» DOCUMENT SEGMENT
++++++++
Help with how to answer questions
When answering questions, try to be as clear and succinctly as possible.
It’s ok (and very important) to say if you do not remember or do not know an answer. Do not try to guess the answer or say something you think the adjudicators want to hear. Being open about the facts ensures that your evidence is fair and accurate.
Questions about documents
While you are giving evidence, people may show you documents which you have never seen before. Before answering any questions, take as much time as you need to read each document.
If the hearing is in-person, the documents will be handed to you to physically.
If the hearing is remote, you may:
- be shown the document on screen
- sent copy of the document by email
Giving evidence at a remote hearing
If you are giving your evidence at a remote hearing, you should not have anyone present in the room unless (both of the following):
- this has been agreed with the panel beforehand
- they are not a witness to the case
If the panel has agreed that you can have someone with you, you must not communicate or engage with them while you give your evidence. This is a legal process and any advance discussions around the case can have an impact on the hearing.
++++++++
» DATA BLOCK
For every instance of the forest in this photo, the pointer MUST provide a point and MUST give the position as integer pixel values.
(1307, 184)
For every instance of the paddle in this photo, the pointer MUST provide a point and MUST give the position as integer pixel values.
++++++++
» YOUR ASSIGNMENT
Do the following statements agree with the guidance on giving evidence? Answer yes or no for each and quote the words from the text that decide it. 1. Before answering questions about a document, a witness may take as much time as needed to read it. 2. At a remote hearing, a witness may have a person in the room without the panel's prior agreement, as long as that person is not a witness to the case. 3. While giving evidence, a witness may talk with a person the panel has allowed in the room.

» SOLVED EXERCISE
1. Yes: "Before answering any questions, take as much time as you need to read each document."
2. No: "you should not have anyone present in the room unless (both of the following): - this has been agreed with the panel beforehand - they are not a witness to the case"
3. No: "you must not communicate or engage with them while you give your evidence."